Fragmento del texto ▸
══════════
Lebrillo de barro, gigantesco,
multiusos; que era, lavadora manual y
bañera improvisada; una tabla ondulada
por donde paseaba casi toda la ropa de la casa para quedarse impoluta, limpia;
cubo con alcachofa sobre el retrete, como ducha improvisada.
Gallinero, sin gallinas ni
gallos, cerrado con tela metálica hexagonal; la carbonera, y el cuarto
trastero: almacén de olvidos, depósito de la memoria, refugio de ratoncillos
que hacían su agosto con los libros y la ropa vieja.
Alacena blanca de celosía, con visillos verdes de lunares; cocina de ladrillo
con hueco para el carbón; palangana con el filo rojo (germen del apodo de los
sevillistas) y su correspondiente jarra, todo ello abrazado con pie y toallero
de metal.
Nevera de nieve en el comedor, y
máquina de coser en la salita, con balancín de pie, para columpiar suavemente
en un vaivén a la aguja, mecer a la canilla, y alimentarse de la bobina de hilo
de rebaje, dibujando surcos sobre la tela.
══════════
Filas de datos ▸
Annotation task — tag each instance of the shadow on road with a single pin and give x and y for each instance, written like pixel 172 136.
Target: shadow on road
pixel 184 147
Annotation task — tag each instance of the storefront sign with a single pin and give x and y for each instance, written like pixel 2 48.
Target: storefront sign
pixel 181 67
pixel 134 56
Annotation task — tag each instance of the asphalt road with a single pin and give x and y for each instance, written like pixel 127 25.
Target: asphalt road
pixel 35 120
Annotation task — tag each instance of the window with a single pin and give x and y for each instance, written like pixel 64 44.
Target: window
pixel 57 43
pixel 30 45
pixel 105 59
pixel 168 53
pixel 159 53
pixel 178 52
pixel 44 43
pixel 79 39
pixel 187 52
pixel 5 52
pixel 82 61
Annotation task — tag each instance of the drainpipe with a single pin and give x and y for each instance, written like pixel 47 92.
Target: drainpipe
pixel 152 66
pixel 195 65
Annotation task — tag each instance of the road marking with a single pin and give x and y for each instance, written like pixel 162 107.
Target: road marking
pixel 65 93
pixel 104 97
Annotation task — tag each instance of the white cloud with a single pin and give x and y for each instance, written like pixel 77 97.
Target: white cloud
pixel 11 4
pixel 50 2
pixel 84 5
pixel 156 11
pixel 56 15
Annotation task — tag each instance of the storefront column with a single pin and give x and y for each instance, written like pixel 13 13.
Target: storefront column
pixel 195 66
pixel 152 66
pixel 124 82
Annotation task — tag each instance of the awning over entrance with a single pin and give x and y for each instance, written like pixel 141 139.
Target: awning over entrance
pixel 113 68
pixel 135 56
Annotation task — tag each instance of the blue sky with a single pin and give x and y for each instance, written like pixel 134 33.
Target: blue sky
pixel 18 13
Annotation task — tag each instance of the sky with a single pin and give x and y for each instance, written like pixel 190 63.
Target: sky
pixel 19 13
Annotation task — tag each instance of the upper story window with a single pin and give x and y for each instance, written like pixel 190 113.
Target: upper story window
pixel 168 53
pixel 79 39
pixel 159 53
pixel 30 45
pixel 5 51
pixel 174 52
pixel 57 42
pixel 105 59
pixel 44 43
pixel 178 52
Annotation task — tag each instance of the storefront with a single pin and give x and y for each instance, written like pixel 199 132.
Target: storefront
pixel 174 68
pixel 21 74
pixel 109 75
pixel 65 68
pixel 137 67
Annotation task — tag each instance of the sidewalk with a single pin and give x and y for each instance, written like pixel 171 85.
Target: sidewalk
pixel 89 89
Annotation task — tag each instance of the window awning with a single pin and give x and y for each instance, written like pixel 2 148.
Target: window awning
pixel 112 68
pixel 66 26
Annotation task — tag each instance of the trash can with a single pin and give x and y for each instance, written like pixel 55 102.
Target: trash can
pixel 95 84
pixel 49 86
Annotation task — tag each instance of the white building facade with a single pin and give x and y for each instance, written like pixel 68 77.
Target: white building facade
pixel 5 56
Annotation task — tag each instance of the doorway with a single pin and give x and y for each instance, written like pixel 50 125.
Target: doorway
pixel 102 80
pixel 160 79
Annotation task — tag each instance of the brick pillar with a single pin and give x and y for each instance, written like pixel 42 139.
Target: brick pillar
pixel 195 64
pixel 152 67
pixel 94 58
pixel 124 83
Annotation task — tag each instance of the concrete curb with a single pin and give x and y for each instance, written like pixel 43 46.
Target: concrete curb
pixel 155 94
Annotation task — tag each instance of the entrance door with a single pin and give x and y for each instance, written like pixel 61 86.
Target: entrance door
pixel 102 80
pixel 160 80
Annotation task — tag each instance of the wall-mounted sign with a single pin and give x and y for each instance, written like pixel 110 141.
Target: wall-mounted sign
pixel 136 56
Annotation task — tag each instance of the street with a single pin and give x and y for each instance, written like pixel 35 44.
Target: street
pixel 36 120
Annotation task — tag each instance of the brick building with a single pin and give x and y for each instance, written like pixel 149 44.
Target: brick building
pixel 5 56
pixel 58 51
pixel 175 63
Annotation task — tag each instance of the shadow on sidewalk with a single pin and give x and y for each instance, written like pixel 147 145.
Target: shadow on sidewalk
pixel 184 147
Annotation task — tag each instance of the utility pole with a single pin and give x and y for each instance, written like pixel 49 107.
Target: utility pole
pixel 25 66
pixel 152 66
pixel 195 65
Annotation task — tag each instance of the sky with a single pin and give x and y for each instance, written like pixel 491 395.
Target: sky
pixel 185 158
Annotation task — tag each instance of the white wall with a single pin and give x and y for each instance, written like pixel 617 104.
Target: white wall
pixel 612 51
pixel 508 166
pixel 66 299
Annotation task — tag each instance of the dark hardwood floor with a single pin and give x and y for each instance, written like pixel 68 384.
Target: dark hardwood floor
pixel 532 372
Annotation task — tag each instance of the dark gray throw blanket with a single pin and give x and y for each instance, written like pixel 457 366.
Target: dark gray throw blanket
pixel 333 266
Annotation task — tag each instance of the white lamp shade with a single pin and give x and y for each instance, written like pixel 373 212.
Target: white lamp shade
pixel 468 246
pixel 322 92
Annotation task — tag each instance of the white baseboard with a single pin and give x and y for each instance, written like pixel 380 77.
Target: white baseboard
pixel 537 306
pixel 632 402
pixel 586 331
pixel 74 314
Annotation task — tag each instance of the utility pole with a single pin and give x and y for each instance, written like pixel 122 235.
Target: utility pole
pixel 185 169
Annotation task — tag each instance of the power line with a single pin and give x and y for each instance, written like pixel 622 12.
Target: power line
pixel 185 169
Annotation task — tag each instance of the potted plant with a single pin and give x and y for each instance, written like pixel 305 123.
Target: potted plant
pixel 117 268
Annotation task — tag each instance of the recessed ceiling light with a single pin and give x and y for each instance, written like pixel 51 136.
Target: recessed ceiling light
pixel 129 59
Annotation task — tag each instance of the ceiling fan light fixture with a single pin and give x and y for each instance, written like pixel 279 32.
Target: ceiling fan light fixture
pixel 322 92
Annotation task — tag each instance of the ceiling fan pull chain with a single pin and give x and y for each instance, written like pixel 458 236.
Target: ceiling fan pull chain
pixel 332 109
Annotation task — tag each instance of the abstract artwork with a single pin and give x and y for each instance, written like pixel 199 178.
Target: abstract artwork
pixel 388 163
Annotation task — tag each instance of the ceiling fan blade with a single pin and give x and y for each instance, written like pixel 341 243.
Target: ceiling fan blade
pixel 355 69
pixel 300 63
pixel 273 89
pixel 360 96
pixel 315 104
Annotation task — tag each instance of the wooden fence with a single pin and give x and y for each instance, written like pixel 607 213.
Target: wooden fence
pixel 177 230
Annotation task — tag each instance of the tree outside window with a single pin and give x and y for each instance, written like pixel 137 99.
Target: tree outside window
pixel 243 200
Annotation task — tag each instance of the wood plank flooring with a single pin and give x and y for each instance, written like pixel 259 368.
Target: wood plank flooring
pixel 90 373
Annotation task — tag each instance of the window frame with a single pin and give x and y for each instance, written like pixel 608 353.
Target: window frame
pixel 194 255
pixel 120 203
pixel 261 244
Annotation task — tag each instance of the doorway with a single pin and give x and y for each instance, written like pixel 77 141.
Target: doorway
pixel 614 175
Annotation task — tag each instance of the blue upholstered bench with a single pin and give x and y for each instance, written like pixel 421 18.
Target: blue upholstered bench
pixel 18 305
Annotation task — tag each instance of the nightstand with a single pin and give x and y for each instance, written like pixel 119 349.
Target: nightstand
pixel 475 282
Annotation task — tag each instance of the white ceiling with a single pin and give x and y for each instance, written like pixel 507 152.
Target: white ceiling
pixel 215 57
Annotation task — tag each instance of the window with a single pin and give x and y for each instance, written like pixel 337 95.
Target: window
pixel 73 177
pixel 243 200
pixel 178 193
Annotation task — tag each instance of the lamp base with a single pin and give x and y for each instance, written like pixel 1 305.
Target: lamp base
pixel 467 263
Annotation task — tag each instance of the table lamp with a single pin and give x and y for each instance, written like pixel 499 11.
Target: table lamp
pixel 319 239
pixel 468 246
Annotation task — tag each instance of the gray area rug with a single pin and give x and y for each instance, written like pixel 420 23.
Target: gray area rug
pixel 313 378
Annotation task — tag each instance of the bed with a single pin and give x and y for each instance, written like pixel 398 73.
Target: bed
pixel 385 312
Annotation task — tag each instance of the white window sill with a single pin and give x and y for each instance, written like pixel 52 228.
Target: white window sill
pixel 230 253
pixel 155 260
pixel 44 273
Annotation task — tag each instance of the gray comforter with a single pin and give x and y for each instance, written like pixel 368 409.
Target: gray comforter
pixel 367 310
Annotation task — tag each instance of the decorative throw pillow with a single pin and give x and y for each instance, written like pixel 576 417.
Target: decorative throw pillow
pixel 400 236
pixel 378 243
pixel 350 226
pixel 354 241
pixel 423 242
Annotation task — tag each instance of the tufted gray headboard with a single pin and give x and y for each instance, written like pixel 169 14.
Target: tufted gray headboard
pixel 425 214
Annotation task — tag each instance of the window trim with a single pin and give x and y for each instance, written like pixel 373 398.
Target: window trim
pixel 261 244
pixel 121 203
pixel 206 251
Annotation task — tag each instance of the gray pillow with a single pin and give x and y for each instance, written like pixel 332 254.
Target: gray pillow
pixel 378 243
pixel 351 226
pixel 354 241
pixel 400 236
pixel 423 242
══════════
Objetivo del ejercicio ▸
Escribe la continuación del texto sobre los objetos de la casa, a partir de su última frase. Las filas no hacen falta para resolver esto.

Resultado del ejercicio ▸
Suelos de barro rojo, con quemas (llagas) del tamaño de un dedo,
vigas de madera y techo de ladrillos, tabiques de un codo de anchura, esquinas
por todos lados, y escondrijos inusitados. Balcones a la luz del sol y de la
luna, donde se balanceaban mis menudas piernas en las noches de verano. En fin,
yo también he tenido una casa en el pueblo para el verano, aunque en mi caso,
también era para el invierno, primavera y el otoño; en suma, fue la casa donde
aprendí a ser mayor.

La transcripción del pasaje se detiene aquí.